» **Short task**
Print the following material word for word, keeping every line as it appears and leaving out the pictures.

» **Records for this task**
● ● ● ●
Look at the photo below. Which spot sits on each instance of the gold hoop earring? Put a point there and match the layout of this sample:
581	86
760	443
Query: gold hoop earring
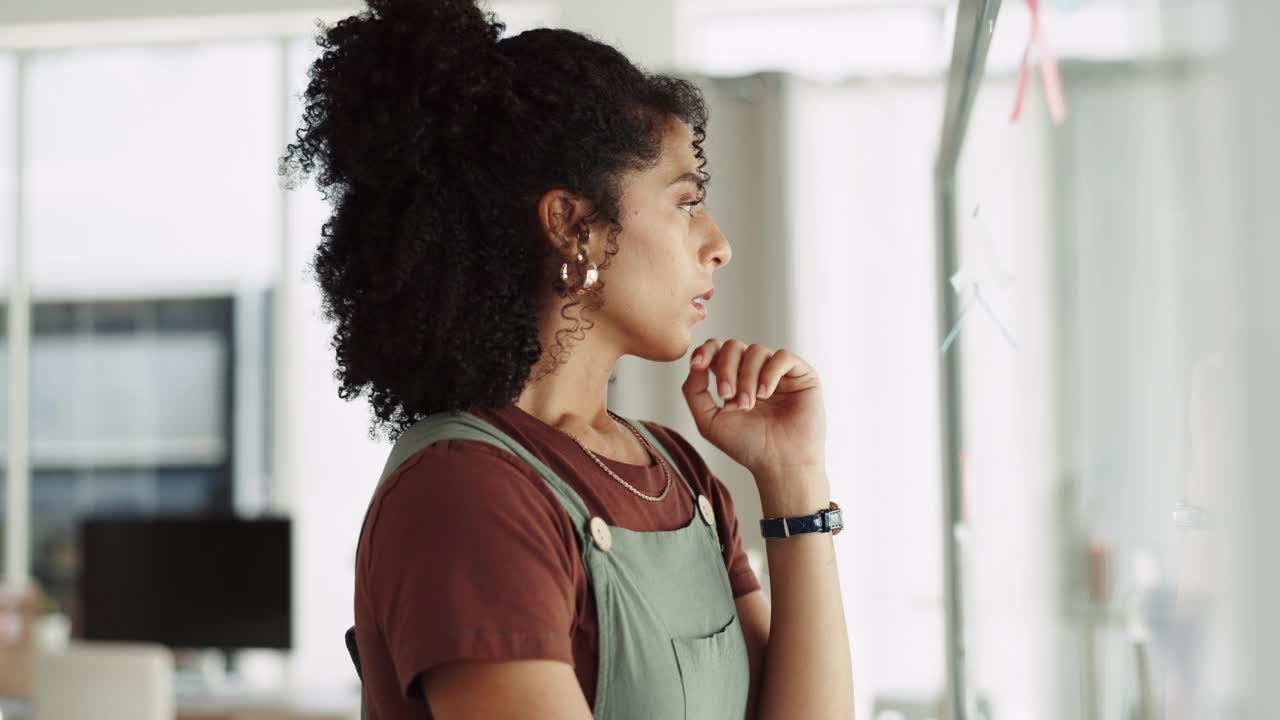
590	274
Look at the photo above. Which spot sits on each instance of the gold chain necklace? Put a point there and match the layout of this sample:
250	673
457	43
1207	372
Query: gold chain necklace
648	449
● ● ● ●
» **Completed task**
Look at the photo below. Which spot sits on each instance of the gold hoop earring? Put a point there and match the layout of this sample:
581	86
760	443
Query: gold hoop earring
590	274
Look at the photo above. Which spot sits on each instance of the gold chain necklace? Put a point there and match the layout of this sample:
250	673
457	43
1207	372
Query: gold chain necklace
648	449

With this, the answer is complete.